Exercise instructions | After reading the data below, copy out every line that contains the word "root".

Data records:
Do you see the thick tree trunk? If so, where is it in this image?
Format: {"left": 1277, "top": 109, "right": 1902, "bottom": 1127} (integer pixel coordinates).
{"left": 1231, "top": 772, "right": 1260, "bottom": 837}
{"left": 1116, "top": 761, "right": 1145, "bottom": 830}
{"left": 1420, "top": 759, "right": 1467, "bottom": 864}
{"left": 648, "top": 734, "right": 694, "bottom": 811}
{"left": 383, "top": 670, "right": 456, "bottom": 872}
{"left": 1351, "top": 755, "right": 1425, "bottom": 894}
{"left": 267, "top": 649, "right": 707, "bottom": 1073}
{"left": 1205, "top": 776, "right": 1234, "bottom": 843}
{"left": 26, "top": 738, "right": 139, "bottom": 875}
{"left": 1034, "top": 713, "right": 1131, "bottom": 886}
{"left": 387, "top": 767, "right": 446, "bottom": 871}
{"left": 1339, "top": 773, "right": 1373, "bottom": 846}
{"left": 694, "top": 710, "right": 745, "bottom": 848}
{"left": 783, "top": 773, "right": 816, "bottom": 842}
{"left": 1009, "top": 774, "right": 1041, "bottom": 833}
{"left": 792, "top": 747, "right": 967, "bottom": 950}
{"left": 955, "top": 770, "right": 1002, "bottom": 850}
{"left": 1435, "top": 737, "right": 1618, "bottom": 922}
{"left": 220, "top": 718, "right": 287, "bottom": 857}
---
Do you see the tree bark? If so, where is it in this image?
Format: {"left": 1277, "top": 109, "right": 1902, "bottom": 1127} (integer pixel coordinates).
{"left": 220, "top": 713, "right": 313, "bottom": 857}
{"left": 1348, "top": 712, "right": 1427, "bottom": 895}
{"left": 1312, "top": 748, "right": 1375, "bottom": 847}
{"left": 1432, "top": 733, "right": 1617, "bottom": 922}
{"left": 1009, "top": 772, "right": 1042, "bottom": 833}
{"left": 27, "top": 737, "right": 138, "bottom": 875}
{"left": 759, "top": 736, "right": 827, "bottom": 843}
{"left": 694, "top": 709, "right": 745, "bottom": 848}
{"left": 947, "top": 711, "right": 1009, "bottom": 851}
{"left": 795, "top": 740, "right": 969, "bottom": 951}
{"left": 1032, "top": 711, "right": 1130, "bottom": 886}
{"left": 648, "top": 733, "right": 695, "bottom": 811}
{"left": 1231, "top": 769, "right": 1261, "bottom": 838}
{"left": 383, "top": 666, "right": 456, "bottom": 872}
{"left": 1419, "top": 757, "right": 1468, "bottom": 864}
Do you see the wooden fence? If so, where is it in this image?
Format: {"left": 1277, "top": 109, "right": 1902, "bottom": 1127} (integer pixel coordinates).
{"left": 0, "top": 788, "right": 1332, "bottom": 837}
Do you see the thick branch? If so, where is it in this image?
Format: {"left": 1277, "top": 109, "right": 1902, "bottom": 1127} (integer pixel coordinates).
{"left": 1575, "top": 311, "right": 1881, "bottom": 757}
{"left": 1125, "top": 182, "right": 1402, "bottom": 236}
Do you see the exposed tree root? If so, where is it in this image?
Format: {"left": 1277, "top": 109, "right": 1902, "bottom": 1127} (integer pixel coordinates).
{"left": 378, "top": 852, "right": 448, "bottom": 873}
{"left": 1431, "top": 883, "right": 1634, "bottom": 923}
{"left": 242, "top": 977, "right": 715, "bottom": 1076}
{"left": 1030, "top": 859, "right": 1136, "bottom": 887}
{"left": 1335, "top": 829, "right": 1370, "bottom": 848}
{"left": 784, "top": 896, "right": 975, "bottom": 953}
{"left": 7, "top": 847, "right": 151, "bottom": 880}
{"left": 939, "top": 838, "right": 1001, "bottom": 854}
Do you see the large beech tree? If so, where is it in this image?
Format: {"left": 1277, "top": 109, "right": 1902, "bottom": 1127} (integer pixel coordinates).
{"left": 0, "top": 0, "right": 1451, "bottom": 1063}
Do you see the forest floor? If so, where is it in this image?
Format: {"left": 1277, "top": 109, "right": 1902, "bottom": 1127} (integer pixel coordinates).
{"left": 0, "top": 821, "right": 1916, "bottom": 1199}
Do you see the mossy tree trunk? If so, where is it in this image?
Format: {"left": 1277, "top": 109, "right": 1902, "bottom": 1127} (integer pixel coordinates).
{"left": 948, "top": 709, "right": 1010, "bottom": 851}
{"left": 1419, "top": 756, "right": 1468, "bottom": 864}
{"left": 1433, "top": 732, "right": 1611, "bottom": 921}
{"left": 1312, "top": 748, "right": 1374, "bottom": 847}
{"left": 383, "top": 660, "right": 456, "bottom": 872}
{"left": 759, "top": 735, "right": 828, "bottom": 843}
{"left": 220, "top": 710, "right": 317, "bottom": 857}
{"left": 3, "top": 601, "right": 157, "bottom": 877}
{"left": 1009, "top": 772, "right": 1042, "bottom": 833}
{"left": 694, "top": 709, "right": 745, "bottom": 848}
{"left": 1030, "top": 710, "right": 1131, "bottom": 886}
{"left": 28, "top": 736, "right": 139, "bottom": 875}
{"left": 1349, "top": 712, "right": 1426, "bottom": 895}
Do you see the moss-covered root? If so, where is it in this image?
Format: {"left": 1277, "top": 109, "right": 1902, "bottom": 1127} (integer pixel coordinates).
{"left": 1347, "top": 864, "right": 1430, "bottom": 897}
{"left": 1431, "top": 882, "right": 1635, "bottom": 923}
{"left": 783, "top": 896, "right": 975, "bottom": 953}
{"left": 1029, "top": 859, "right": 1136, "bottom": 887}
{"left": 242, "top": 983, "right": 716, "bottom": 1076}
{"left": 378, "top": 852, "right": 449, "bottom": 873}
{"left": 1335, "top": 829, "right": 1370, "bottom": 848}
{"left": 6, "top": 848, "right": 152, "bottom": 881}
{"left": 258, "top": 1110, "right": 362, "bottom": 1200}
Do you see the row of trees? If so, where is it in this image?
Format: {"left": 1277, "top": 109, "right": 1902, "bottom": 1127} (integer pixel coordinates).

Written solution |
Do you see the exposed tree root? If so, where is it in this image?
Do you see the moss-covered root? If so, where is it in this image?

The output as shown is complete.